> GOAL
Leaving out every picture, quote the data below exactly as it appears.

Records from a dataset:
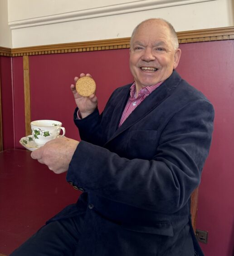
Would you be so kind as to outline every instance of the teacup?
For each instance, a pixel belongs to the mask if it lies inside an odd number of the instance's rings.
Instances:
[[[62,127],[62,123],[53,120],[38,120],[30,123],[31,131],[35,142],[39,145],[44,145],[48,141],[58,137],[60,131],[65,135],[65,128]]]

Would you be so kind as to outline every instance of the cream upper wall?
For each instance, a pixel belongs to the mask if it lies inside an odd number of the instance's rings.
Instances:
[[[138,23],[152,17],[168,20],[177,31],[234,25],[233,0],[118,0],[117,4],[116,2],[8,0],[12,42],[12,46],[9,44],[8,47],[127,37]],[[1,40],[0,46],[3,46]]]

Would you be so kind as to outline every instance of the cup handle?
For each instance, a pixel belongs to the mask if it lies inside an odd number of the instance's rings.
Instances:
[[[61,130],[63,131],[63,134],[61,135],[59,135]],[[65,128],[64,127],[59,127],[57,129],[57,132],[58,134],[58,137],[63,137],[65,135]]]

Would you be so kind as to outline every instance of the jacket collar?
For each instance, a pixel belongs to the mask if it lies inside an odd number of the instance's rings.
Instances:
[[[117,103],[112,115],[112,123],[111,126],[116,130],[108,141],[128,129],[158,107],[170,97],[174,91],[173,89],[177,87],[181,80],[181,78],[177,72],[173,70],[171,75],[147,96],[141,103],[137,106],[121,126],[118,128],[119,121],[129,97],[129,89],[132,84],[123,88],[117,96]]]

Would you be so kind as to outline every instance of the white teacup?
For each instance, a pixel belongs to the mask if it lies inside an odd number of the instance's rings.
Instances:
[[[48,141],[58,137],[60,131],[65,135],[65,128],[62,127],[62,123],[53,120],[38,120],[30,123],[31,131],[37,144],[44,145]]]

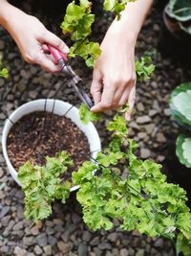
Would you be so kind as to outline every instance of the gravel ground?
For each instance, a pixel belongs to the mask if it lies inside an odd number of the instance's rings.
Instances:
[[[29,9],[28,5],[25,8]],[[37,15],[40,16],[40,13]],[[54,19],[54,24],[59,24],[56,23],[59,18]],[[49,25],[52,21],[51,17],[48,21],[45,19],[45,24],[47,22]],[[107,18],[103,17],[99,21],[96,30],[99,39],[107,24]],[[140,156],[162,163],[164,172],[167,172],[165,167],[169,140],[179,132],[179,127],[170,117],[168,97],[172,88],[180,81],[191,81],[191,72],[181,63],[161,56],[158,49],[160,30],[161,13],[159,9],[154,9],[139,35],[137,55],[150,51],[156,64],[156,72],[151,81],[138,82],[135,114],[129,127],[130,135],[140,146]],[[53,31],[57,30],[53,28]],[[6,65],[10,70],[9,80],[0,79],[1,108],[8,115],[23,103],[38,98],[56,98],[74,105],[79,104],[67,78],[53,76],[39,67],[24,62],[15,44],[2,29],[0,51],[4,53]],[[91,73],[81,61],[75,61],[74,65],[88,87],[91,83]],[[5,114],[0,111],[0,137],[5,120]],[[107,137],[103,126],[105,122],[107,120],[97,125],[103,143]],[[55,202],[53,214],[47,221],[33,225],[23,218],[23,193],[8,173],[1,152],[0,201],[1,255],[175,255],[171,242],[151,239],[137,231],[122,232],[117,221],[115,221],[115,228],[109,232],[90,231],[82,221],[81,209],[74,193],[66,205]]]

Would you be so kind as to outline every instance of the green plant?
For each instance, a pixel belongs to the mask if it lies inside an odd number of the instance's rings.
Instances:
[[[191,214],[185,191],[167,183],[160,165],[138,158],[138,145],[128,137],[123,111],[115,115],[107,128],[112,132],[109,146],[73,172],[73,183],[80,185],[76,198],[84,222],[93,230],[108,230],[113,220],[119,219],[123,230],[168,238],[176,241],[178,253],[190,255]],[[54,198],[65,203],[70,184],[62,183],[60,175],[71,165],[68,154],[61,152],[57,158],[47,157],[45,167],[28,162],[20,168],[26,218],[34,221],[47,218]],[[125,169],[127,175],[122,177]]]
[[[182,83],[173,90],[169,105],[175,120],[185,128],[176,141],[177,156],[181,164],[191,168],[191,82]]]
[[[88,124],[90,121],[97,121],[100,118],[100,114],[91,112],[85,104],[80,105],[79,115],[81,122],[84,124]]]
[[[25,163],[19,169],[18,179],[25,194],[25,217],[36,222],[52,214],[52,203],[61,199],[63,203],[70,196],[71,184],[63,181],[65,173],[73,161],[66,151],[55,157],[46,157],[46,165]]]
[[[152,58],[149,56],[141,57],[140,60],[136,60],[136,72],[138,81],[147,81],[151,78],[155,70]]]
[[[119,19],[120,12],[125,9],[126,4],[135,1],[105,0],[103,2],[103,10],[114,12]],[[73,1],[68,5],[64,21],[61,23],[63,33],[69,35],[73,42],[69,58],[79,56],[85,60],[88,67],[94,67],[95,61],[101,54],[99,44],[90,40],[95,18],[95,14],[92,13],[91,1],[80,0],[79,4]],[[147,74],[147,79],[154,70],[151,58],[147,57],[142,58],[140,61],[137,60],[136,65],[138,72]]]
[[[166,12],[170,17],[178,21],[182,31],[191,35],[190,0],[170,0]]]
[[[3,67],[2,57],[0,56],[0,77],[7,79],[8,78],[8,70]]]

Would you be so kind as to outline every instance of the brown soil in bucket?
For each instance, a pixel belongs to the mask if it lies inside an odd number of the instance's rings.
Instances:
[[[90,146],[85,134],[71,119],[39,111],[22,117],[11,129],[7,140],[8,154],[16,171],[26,161],[44,165],[45,157],[67,151],[74,166],[64,174],[71,180],[71,172],[90,159]]]

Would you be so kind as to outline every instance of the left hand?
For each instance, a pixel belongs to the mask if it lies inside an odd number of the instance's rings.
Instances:
[[[102,53],[93,73],[91,93],[93,112],[117,108],[129,104],[130,119],[136,95],[135,42],[123,40],[121,35],[109,30],[101,43]]]

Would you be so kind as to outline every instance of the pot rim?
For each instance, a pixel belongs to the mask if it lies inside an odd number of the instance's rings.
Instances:
[[[78,113],[79,110],[77,107],[60,100],[40,99],[40,100],[31,101],[27,104],[22,105],[11,114],[11,116],[6,120],[2,132],[3,155],[6,160],[8,170],[10,171],[11,176],[19,186],[21,186],[21,184],[17,177],[18,173],[13,168],[10,160],[10,157],[8,155],[7,138],[11,128],[14,126],[14,124],[18,120],[20,120],[23,116],[35,111],[53,112],[54,114],[70,118],[72,122],[74,122],[87,137],[90,145],[92,157],[96,158],[97,152],[100,151],[101,150],[100,138],[95,125],[92,122],[90,122],[87,125],[82,124],[79,119],[79,113]],[[74,186],[71,188],[71,192],[75,191],[78,188],[79,185]]]

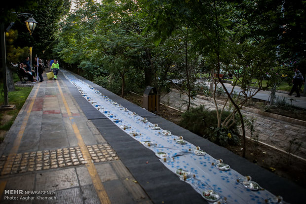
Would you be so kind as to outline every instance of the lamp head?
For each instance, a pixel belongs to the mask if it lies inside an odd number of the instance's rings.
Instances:
[[[26,22],[27,28],[28,28],[28,30],[30,31],[30,33],[31,34],[33,33],[34,30],[35,29],[35,27],[36,27],[36,24],[38,23],[36,22],[32,15],[25,22]]]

> EXERCISE OUTPUT
Would you be so kind as to outline every instance of the teacup?
For each instance, a pixel belongs to the mask if it lies inside an odd number of the instance's rings.
Instances:
[[[62,127],[62,123],[53,120],[38,120],[30,123],[31,131],[35,142],[39,145],[44,145],[48,141],[58,137],[60,131],[65,135],[65,128]]]

Would you be so kind as to outline every instance of the cream upper wall?
For each instance, a pixel belongs to the mask if it lies inside an odd number of the instance's rings.
Instances:
[[[138,23],[152,17],[168,20],[177,31],[234,25],[233,0],[118,0],[117,4],[116,2],[8,0],[12,42],[12,46],[9,44],[8,47],[127,37]],[[1,40],[0,46],[3,46]]]

Would you be so kind as to outline every instance of the cup handle?
For each instance, a pixel belongs to the mask if it lies inside an odd number of the instance's rings.
Instances:
[[[61,130],[63,131],[63,134],[61,135],[59,135]],[[65,128],[64,127],[59,127],[57,129],[57,132],[58,134],[58,137],[63,137],[65,135]]]

Would you be so kind as to outline every instance of the jacket collar?
For each instance, a pixel belongs to the mask if it lies inside an odd number of the instance's rings.
Instances:
[[[117,103],[112,115],[112,123],[111,126],[116,130],[108,141],[128,129],[158,107],[170,97],[174,91],[173,89],[177,87],[181,80],[181,78],[177,72],[173,70],[171,75],[147,96],[141,103],[137,106],[121,126],[118,128],[119,121],[129,97],[129,89],[132,84],[123,88],[117,96]]]

Would you be so kind as to outline every instance of the white teacup?
For each instance, a pixel belongs to the mask if it lies inside an odd number of the instance's rings.
Instances:
[[[48,141],[58,137],[60,131],[65,135],[65,128],[62,127],[62,123],[53,120],[38,120],[30,123],[31,131],[37,144],[44,145]]]

Would you be so kind as to outline every instance of the gravel ground?
For each instance, a pixel belongs to the mask if it lies inside an odd number of the instance's rings.
Instances:
[[[29,9],[28,5],[25,8]],[[37,15],[40,16],[40,13]],[[54,19],[54,24],[59,24],[56,23],[59,18]],[[49,25],[52,21],[51,17],[48,21],[45,19],[45,24],[47,22]],[[107,18],[103,17],[99,21],[96,30],[99,39],[107,24]],[[140,156],[162,163],[164,172],[167,172],[165,167],[169,140],[179,132],[179,127],[170,117],[168,97],[172,88],[180,81],[191,81],[191,72],[181,63],[161,56],[158,49],[160,30],[161,13],[159,9],[154,9],[139,35],[137,55],[150,51],[156,64],[156,72],[151,81],[138,82],[135,114],[129,127],[130,135],[140,146]],[[53,31],[57,30],[53,28]],[[6,65],[10,70],[9,80],[0,79],[1,108],[8,115],[23,103],[38,98],[56,98],[74,105],[79,104],[67,78],[53,76],[39,67],[24,62],[15,44],[2,29],[0,51],[4,53]],[[91,73],[81,61],[75,61],[74,65],[88,87],[91,83]],[[5,114],[0,111],[0,137],[5,120]],[[107,137],[103,126],[105,122],[107,120],[97,125],[103,143]],[[55,202],[53,214],[47,221],[33,225],[23,218],[23,193],[8,173],[1,152],[0,201],[1,255],[175,255],[171,242],[151,239],[137,231],[122,232],[117,221],[115,221],[115,228],[109,232],[90,231],[82,221],[81,209],[74,193],[66,205]]]

Would you be so kind as to outline every instance of the green plant?
For each instance, a pixel belongs to the mask if it lies inside an odd number of the instance's rings.
Instances:
[[[191,214],[185,191],[167,183],[160,165],[138,158],[138,145],[128,137],[123,111],[115,115],[107,128],[112,132],[109,146],[73,172],[73,183],[80,185],[76,198],[84,222],[93,230],[108,230],[113,220],[119,219],[123,230],[168,238],[176,241],[178,253],[190,255]],[[54,198],[65,203],[70,184],[62,183],[60,175],[71,165],[68,154],[61,152],[57,158],[47,157],[45,167],[28,162],[20,168],[26,218],[34,221],[47,218]],[[125,169],[127,175],[122,177]]]
[[[182,83],[173,90],[169,105],[175,120],[185,128],[176,141],[177,156],[181,164],[191,168],[191,82]]]
[[[88,124],[90,121],[97,121],[100,118],[100,114],[91,112],[85,104],[80,105],[79,115],[81,122],[84,124]]]
[[[25,163],[19,169],[18,179],[25,194],[25,217],[36,222],[52,214],[52,203],[61,199],[63,203],[70,196],[71,184],[63,181],[65,173],[73,161],[66,151],[55,157],[46,157],[46,165]]]
[[[152,58],[149,56],[141,57],[140,60],[136,60],[136,72],[138,81],[147,81],[151,78],[155,70]]]
[[[119,19],[120,12],[125,9],[126,4],[135,1],[105,0],[103,2],[103,10],[114,12]],[[73,1],[68,5],[64,21],[61,23],[63,33],[69,35],[73,42],[69,58],[79,56],[85,60],[88,67],[94,67],[95,61],[101,54],[99,44],[90,40],[95,18],[95,14],[92,13],[91,1],[80,0],[79,4]],[[147,74],[147,79],[154,70],[151,58],[147,57],[142,58],[140,61],[137,60],[136,65],[138,72]]]
[[[166,12],[170,17],[178,21],[182,31],[191,35],[190,0],[170,0]]]
[[[3,67],[2,57],[0,56],[0,77],[7,79],[8,78],[8,70]]]

Would you be so kind as to outline every instance of the brown soil in bucket?
For each instance, a pixel belongs to the mask if it lies inside an odd number of the instance's rings.
Instances:
[[[90,146],[85,134],[71,119],[39,111],[22,117],[11,129],[7,140],[8,154],[16,171],[26,161],[44,165],[45,157],[67,151],[74,166],[64,174],[71,180],[71,172],[90,159]]]

Would you be so kind as to outline every instance of the left hand?
For each instance, a pixel belongs to the mask if it lies inside an odd number of the instance's rings.
Instances:
[[[102,53],[93,73],[91,93],[93,112],[117,108],[129,104],[130,119],[136,95],[135,42],[123,40],[121,35],[109,30],[101,43]]]

Would you be so kind as to outline every instance of the pot rim?
For each instance, a pixel belongs to the mask if it lies inside an odd number of the instance's rings.
Instances:
[[[78,113],[79,110],[77,107],[60,100],[40,99],[40,100],[31,101],[27,104],[22,105],[11,114],[11,116],[6,120],[2,132],[3,155],[6,160],[8,170],[10,171],[11,176],[19,186],[21,186],[21,184],[17,177],[18,173],[13,168],[10,160],[10,157],[8,155],[7,138],[11,128],[14,126],[14,124],[18,120],[20,120],[23,116],[35,111],[53,112],[54,114],[70,118],[72,122],[74,122],[87,137],[90,145],[92,157],[96,158],[97,152],[100,151],[101,150],[100,138],[95,125],[92,122],[90,122],[87,125],[82,124],[79,119],[79,113]],[[74,186],[71,188],[71,192],[75,191],[78,188],[79,185]]]

Would you be so kind as to outline every instance of the lamp head?
For each instance, a pixel belongs to the mask if it lies inside an odd number of the instance's rings.
Instances:
[[[26,22],[27,28],[28,28],[28,30],[30,31],[30,33],[31,34],[33,33],[34,30],[35,29],[35,27],[36,27],[36,24],[38,23],[36,22],[32,15],[25,22]]]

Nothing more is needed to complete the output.